▶ _OBJECTIVE_:
Answer these questions from the forum thread on Aaron Swartz.
1. How many charges did Aaron face?
2. How many signatures does the second commenter say the petition gathered?
3. What step does the second commenter say comes before firing an official?

▶ _GIVEN TEXT_:
* Begin *

But I didn't say "jury trials are patently unfair" or even that trials in
general are impossible to win.

Aaron was weighing a guaranteed felony record and 6 months in prison against 0
(if acquitted on all 13 charges) to 50 years at some unknowable probability.

Clearly the prosecutor wanted him to think that invoking his right to a trial
was a "bad bet".

------
danso
> _Overall, there is a feeling that Aaron Swartz’ death has to mark the
> beginning of a change. This petition could be a ticket and an opportunity
> for the administration to begin such a change, if nothing else, just by
> firing an overreaching prosecutor. That would be a symbolic action that
> would still send a message, albeit a weak one, but it would go a long way
> for many. In contrast, a nonaction from the administration would be a signal
> that vigilante justice is the only remaining option, which would be
> unfortunate on many levels._

This is a silly article. There are actually steps that happen before the
firing of an official, most notably an investigation. But this article reads
as: "We got 25,000 signatures, if the President doesn't ax her then people
will resort to armed revolt"

* End *

▶ _LISTED RECORDS_:
* Begin *

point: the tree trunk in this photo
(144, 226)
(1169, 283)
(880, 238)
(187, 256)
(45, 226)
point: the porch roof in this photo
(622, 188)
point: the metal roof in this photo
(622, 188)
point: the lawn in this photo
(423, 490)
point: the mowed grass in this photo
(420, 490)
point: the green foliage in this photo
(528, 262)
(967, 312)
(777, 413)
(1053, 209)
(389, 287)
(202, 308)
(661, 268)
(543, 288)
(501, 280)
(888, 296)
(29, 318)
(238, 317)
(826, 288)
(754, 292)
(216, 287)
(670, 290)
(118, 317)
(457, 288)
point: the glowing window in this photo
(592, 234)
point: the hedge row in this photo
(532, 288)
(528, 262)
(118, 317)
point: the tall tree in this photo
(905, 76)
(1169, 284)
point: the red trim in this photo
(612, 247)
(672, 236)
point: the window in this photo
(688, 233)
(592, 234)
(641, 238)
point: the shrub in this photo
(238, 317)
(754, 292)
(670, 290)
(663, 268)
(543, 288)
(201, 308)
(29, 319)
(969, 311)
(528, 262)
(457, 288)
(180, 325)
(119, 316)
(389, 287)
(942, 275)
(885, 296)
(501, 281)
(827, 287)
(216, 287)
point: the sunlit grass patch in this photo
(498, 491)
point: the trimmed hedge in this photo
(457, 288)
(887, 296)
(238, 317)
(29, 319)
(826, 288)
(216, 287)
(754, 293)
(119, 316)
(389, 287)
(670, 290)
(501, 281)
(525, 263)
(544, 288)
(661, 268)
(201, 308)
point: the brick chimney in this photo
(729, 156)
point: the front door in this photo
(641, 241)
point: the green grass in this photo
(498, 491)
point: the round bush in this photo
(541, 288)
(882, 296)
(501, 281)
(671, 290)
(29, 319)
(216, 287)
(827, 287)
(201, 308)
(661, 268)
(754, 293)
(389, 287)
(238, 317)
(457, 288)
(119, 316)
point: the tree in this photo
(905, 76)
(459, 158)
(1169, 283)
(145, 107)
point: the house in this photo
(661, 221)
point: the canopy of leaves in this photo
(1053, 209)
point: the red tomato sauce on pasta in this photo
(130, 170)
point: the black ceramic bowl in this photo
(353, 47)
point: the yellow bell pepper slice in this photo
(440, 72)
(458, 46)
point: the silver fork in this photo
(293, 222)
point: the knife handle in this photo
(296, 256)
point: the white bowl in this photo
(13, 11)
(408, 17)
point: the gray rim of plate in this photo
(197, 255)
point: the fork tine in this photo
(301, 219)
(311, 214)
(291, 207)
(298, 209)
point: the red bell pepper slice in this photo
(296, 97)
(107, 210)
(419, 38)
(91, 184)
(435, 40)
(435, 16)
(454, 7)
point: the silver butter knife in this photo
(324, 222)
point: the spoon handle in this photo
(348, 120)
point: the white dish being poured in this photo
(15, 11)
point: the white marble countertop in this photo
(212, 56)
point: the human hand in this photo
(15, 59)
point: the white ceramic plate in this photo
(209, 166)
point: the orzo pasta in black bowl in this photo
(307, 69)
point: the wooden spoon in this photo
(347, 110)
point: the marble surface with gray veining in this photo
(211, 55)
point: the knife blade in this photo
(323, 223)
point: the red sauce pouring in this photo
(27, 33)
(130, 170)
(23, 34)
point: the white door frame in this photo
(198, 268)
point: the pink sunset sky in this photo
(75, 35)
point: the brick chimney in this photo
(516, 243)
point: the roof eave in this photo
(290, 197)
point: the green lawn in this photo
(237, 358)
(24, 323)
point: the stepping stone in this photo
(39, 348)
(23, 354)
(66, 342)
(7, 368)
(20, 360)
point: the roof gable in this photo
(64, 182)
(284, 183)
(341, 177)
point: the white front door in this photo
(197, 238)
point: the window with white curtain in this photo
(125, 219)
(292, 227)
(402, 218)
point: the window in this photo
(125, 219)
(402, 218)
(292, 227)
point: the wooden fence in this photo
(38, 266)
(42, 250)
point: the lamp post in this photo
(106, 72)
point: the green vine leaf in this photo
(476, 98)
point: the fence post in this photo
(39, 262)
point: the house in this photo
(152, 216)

* End *

▶ _FINISHED ANSWER_:
1. 13 charges.
2. 25,000 signatures.
3. An investigation.